*YOUR OBJECTIVE:* Reproduce the listing below from its first line through the line containing "[(190, 68)]", both included. Scale every point coordinate in the answers by 0.65 and round to whole numbers, halves up, while leaving all other lines and the sample coordinates after "written like" unchanged.

[Entries from a point annotation set]
********************

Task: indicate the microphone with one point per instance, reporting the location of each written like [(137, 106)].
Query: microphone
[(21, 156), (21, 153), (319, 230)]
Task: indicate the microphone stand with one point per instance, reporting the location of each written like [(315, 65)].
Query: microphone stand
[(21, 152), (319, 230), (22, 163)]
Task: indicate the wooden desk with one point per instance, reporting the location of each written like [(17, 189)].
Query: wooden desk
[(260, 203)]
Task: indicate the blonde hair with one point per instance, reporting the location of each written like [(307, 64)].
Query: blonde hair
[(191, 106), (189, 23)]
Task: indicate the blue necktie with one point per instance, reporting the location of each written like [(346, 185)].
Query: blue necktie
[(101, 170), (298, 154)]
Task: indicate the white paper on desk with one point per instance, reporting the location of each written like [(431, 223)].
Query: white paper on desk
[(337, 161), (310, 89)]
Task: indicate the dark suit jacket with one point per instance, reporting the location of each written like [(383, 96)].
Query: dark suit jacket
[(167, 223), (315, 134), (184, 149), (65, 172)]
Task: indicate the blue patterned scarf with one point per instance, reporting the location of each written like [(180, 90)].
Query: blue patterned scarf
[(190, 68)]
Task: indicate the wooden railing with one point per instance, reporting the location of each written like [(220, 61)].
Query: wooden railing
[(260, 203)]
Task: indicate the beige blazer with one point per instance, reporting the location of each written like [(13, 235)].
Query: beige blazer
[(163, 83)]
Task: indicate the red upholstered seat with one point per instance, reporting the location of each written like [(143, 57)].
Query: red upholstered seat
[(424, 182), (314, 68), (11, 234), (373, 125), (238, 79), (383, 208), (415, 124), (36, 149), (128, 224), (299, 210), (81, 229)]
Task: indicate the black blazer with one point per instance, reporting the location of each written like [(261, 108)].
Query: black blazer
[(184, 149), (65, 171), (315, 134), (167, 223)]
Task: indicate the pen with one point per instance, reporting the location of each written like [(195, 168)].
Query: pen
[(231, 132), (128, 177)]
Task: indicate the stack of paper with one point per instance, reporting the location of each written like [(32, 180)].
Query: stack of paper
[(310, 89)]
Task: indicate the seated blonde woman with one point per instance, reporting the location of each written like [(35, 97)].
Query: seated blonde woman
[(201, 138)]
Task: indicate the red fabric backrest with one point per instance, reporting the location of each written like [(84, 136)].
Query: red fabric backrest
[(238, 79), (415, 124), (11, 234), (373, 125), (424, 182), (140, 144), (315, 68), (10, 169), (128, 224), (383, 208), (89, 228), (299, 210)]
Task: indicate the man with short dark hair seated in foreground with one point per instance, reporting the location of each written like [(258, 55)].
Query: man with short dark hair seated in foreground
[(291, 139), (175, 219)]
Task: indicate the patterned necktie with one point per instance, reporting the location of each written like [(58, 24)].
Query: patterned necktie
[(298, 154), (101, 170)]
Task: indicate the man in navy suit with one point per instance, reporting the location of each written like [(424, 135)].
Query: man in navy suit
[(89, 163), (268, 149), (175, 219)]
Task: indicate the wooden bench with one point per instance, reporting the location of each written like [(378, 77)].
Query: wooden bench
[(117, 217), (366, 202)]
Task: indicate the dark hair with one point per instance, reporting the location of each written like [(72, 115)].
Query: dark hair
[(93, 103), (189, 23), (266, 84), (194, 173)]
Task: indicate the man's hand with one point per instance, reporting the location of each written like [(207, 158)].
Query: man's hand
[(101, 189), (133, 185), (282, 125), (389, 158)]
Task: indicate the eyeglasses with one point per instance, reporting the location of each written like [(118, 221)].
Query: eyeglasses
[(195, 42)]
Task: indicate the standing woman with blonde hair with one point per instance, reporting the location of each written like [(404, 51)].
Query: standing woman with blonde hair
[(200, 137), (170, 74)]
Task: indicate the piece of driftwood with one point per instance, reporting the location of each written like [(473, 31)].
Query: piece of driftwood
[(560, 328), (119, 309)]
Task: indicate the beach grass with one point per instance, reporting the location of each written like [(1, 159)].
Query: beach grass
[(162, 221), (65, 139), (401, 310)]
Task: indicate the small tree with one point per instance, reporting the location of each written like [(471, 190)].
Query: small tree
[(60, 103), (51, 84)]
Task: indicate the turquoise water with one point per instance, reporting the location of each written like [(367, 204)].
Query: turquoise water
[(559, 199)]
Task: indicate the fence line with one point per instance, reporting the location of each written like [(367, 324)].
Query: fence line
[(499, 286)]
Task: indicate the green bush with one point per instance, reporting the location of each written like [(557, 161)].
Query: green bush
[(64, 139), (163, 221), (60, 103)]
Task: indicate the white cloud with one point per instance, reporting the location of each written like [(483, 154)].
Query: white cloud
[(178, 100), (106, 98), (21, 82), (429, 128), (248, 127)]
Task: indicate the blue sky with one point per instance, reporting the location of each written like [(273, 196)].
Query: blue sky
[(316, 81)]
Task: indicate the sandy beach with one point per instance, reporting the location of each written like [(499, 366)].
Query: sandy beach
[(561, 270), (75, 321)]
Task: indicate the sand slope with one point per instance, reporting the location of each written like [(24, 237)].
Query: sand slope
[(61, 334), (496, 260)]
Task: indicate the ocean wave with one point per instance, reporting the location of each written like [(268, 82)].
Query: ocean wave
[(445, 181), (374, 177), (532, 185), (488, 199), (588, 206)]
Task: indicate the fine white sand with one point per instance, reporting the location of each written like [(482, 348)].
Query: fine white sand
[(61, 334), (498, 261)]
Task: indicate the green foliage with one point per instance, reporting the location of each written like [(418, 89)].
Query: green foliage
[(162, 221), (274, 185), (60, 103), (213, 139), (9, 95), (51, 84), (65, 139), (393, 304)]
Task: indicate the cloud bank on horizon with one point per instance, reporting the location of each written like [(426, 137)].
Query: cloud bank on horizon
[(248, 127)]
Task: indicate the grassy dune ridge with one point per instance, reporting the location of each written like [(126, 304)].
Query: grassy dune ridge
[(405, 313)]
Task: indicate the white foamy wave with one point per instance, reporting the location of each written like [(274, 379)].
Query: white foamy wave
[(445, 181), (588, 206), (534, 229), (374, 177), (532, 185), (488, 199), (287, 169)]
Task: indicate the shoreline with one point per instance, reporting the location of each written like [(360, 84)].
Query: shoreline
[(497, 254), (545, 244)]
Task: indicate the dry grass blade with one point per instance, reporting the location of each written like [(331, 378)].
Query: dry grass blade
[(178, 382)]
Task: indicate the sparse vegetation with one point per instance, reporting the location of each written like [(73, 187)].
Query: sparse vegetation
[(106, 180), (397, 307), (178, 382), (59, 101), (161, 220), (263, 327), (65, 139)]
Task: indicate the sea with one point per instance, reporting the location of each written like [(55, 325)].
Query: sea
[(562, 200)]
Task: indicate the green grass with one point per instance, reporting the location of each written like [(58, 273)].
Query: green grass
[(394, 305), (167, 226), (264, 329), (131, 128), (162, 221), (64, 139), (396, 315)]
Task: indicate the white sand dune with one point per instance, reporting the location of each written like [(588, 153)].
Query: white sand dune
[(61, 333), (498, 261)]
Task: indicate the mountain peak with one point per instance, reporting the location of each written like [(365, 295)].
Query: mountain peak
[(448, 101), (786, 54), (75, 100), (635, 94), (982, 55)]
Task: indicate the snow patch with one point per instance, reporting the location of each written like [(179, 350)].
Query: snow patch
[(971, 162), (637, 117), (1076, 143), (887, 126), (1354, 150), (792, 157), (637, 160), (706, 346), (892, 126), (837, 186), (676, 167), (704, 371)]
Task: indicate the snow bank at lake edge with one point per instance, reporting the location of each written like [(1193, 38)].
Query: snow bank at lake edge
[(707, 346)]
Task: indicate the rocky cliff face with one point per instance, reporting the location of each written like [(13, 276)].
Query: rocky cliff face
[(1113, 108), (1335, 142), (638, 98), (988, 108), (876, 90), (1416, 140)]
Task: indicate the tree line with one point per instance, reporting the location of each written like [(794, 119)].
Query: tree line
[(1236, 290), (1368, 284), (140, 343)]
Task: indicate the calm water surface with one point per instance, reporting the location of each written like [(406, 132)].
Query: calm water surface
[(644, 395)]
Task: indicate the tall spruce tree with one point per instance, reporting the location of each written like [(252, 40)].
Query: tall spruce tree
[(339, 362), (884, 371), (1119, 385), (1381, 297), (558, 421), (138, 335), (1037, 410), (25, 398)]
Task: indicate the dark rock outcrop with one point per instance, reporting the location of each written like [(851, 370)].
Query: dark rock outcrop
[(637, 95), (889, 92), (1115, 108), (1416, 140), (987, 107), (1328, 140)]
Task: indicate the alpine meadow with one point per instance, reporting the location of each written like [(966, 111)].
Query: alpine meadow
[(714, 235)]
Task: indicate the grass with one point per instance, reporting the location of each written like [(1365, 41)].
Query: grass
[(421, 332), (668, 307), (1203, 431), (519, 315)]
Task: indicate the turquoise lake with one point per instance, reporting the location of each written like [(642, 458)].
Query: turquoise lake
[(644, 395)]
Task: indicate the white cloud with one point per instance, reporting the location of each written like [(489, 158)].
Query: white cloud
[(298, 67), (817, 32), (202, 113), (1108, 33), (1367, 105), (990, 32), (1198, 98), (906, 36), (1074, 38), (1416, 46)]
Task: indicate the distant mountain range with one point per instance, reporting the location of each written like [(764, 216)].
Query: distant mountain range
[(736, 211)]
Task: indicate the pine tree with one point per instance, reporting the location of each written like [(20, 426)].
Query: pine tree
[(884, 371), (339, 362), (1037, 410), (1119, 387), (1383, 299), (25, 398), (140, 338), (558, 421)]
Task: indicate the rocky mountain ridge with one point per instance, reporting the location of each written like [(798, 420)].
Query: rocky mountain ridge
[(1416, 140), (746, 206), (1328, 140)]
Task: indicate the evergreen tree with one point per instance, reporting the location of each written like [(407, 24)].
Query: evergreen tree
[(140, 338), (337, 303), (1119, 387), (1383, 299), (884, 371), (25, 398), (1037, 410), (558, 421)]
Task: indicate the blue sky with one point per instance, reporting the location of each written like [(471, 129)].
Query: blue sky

********************

*EXPECTED OUTPUT:*
Task: indicate the microphone with one point per instance, reporting the location of each written like [(137, 106)].
Query: microphone
[(14, 101), (14, 99), (207, 150)]
Task: indicate the microphone stand with one point per instance, reporting the location of each written like [(315, 65)].
Query: microphone stand
[(14, 99), (207, 150), (14, 106)]
Task: indicate the wooden desk with one point per instance, reporting the location of each written like [(17, 189)].
Query: wooden desk
[(169, 132)]
Task: indicate the blonde hair with one point per instance, reporting the location of each written like [(307, 64)].
Query: blonde hair
[(124, 69), (123, 15)]
Task: indicate the blue necktie with one point per instance, reporting the location of each written like [(346, 185)].
Query: blue necktie
[(66, 111), (194, 100)]
Task: indicate the white paper on desk with one point per instance, reporting the location of each written like [(431, 223)].
Query: white paper on desk
[(219, 105), (202, 58)]
Task: indicate the dark suit jacket with one point per instance, reporting the location of each written like [(383, 96)].
Query: dark suit jacket
[(109, 145), (205, 87), (120, 97), (42, 112)]
Task: indicate the blue patterned scarf with one point per instance, reporting the location of each written like [(180, 90)].
Query: blue patterned scarf
[(124, 44)]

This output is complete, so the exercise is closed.